* [What needs to be done]: Send back the records in full, character for character.

* [Exercise materials]:

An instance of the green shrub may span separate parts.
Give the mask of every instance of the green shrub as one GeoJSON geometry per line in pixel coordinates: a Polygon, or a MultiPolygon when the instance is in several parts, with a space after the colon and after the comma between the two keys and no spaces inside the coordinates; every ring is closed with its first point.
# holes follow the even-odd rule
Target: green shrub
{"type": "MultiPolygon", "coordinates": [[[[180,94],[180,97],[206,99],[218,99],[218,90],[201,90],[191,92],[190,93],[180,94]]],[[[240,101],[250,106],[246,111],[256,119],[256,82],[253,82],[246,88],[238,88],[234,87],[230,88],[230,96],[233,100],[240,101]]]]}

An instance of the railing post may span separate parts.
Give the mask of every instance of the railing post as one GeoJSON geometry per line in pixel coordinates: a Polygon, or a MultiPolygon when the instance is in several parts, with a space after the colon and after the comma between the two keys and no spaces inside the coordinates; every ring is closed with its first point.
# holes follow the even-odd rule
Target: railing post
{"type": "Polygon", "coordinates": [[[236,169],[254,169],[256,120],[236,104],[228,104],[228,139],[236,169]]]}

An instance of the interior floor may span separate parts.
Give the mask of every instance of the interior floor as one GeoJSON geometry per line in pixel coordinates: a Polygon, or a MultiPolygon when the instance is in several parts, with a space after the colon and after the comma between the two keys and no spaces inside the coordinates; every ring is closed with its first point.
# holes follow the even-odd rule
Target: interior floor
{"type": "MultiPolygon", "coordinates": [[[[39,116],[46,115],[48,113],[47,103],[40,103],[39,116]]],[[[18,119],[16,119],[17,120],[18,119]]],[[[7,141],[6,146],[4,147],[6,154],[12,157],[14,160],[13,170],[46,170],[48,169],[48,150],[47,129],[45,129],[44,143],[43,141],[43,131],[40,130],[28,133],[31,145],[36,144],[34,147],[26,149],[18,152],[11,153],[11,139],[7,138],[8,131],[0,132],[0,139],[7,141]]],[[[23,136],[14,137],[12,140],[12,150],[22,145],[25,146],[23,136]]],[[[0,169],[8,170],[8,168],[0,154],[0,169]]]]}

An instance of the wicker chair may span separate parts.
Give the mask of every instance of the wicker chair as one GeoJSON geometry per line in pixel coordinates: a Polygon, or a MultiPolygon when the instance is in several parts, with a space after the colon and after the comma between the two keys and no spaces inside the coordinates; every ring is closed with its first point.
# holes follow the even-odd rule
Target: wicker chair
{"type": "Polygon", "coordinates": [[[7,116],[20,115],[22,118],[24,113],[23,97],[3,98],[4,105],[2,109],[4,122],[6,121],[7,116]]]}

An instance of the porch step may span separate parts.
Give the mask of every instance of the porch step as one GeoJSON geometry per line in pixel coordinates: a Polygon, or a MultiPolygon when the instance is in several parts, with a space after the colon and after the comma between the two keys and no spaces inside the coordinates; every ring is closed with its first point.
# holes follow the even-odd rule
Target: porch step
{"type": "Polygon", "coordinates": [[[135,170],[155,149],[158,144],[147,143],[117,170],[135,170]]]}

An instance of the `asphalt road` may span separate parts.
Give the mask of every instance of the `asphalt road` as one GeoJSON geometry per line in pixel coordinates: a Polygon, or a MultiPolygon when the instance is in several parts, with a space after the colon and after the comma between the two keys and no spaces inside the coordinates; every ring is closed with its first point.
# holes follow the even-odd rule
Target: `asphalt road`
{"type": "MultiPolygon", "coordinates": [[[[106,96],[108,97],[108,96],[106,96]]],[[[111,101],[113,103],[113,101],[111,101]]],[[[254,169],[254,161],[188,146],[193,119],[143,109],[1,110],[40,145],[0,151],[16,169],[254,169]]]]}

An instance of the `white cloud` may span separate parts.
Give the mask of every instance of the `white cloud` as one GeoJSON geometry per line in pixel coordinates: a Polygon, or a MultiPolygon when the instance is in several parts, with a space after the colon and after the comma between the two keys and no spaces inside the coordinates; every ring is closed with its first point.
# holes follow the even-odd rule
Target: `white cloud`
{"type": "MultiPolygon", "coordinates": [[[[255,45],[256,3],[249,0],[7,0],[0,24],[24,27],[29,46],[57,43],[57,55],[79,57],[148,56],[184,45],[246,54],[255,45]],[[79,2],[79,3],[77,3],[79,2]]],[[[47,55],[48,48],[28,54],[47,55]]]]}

* [Result of this exercise]:
An instance of the green shrub may span separate parts.
Give the mask of every instance of the green shrub as one GeoJSON geometry per line in pixel coordinates: a Polygon, or a MultiPolygon when the instance is in several parts, with a space after the colon and after the comma between the two keys and no spaces inside the coordinates; every ring is closed with its first point.
# holes follow the even-odd rule
Target: green shrub
{"type": "MultiPolygon", "coordinates": [[[[180,94],[180,97],[206,99],[218,99],[218,90],[201,90],[191,92],[190,93],[180,94]]],[[[240,101],[250,106],[246,111],[256,119],[256,82],[253,82],[246,88],[238,88],[234,87],[230,88],[230,96],[233,100],[240,101]]]]}

An instance of the railing post may span separate parts.
Give the mask of every instance of the railing post as one GeoJSON geometry per line in pixel coordinates: a Polygon, or a MultiPolygon when the instance is in several parts, with a space after the colon and after the comma between the two keys and no spaces inside the coordinates; every ring is closed with its first point.
# holes follow the even-odd rule
Target: railing post
{"type": "Polygon", "coordinates": [[[236,169],[254,169],[256,120],[236,104],[228,104],[228,139],[236,169]]]}

An instance of the interior floor may span separate parts.
Give the mask of every instance of the interior floor as one GeoJSON geometry per line in pixel coordinates: a Polygon, or a MultiPolygon when the instance is in several parts, with a space after the colon and after the comma between the two keys and no spaces inside the coordinates; every ring is closed with its first point.
# holes follow the even-odd rule
Target: interior floor
{"type": "MultiPolygon", "coordinates": [[[[39,116],[46,115],[48,113],[47,103],[40,103],[39,116]]],[[[18,119],[16,119],[17,120],[18,119]]],[[[7,141],[6,146],[4,147],[6,154],[12,157],[14,160],[13,170],[46,170],[48,169],[48,150],[47,129],[45,129],[44,143],[43,141],[43,131],[40,130],[28,133],[31,145],[36,144],[34,147],[26,149],[18,152],[11,153],[11,139],[7,138],[8,131],[0,132],[0,139],[7,141]]],[[[23,136],[14,137],[12,140],[12,150],[22,145],[25,146],[23,136]]],[[[0,169],[8,170],[8,168],[0,154],[0,169]]]]}

An instance of the wicker chair may span separate parts.
Give the mask of every instance of the wicker chair as one GeoJSON geometry per line in pixel coordinates: a Polygon, or a MultiPolygon when the instance is in several parts, with a space after the colon and after the comma between the two keys and no spaces inside the coordinates; every ring is closed with its first point.
# holes follow the even-odd rule
Target: wicker chair
{"type": "Polygon", "coordinates": [[[7,116],[20,115],[22,118],[24,113],[23,97],[3,98],[4,105],[2,109],[4,122],[6,121],[7,116]]]}

An instance of the porch step may span separate parts.
Give the mask of every instance of the porch step as one GeoJSON geometry per line in pixel coordinates: a Polygon, or a MultiPolygon when the instance is in several parts, with a space after the colon and after the comma between the two keys and no spaces inside the coordinates; every ring is closed with its first point.
# holes follow the even-odd rule
Target: porch step
{"type": "Polygon", "coordinates": [[[135,170],[155,149],[158,144],[147,143],[117,170],[135,170]]]}

An instance of the `asphalt road` may span separate parts.
Give the mask of every instance of the `asphalt road` as one GeoJSON geometry per line in pixel coordinates: a Polygon, or a MultiPolygon when the instance is in several parts, with a space after the colon and after the comma between the two keys and no spaces inside the coordinates; every ring is closed with its first point.
# holes follow the even-odd rule
Target: `asphalt road`
{"type": "MultiPolygon", "coordinates": [[[[106,96],[108,97],[108,96],[106,96]]],[[[111,101],[113,103],[113,101],[111,101]]],[[[254,169],[254,161],[188,146],[193,119],[143,109],[1,110],[40,145],[0,151],[16,169],[254,169]]]]}

An instance of the `white cloud` may span separate parts.
Give the mask of every instance of the `white cloud` as one GeoJSON geometry per line in pixel coordinates: a Polygon, or a MultiPolygon when the instance is in several parts, with a space after the colon and after the comma between the two keys and no spaces inside the coordinates; every ring is closed with its first point.
# holes follow the even-odd rule
Target: `white cloud`
{"type": "MultiPolygon", "coordinates": [[[[255,45],[256,3],[249,0],[7,0],[0,24],[24,27],[29,46],[57,43],[57,55],[79,57],[148,56],[184,45],[246,54],[255,45]],[[79,2],[79,3],[77,3],[79,2]]],[[[47,55],[48,48],[28,54],[47,55]]]]}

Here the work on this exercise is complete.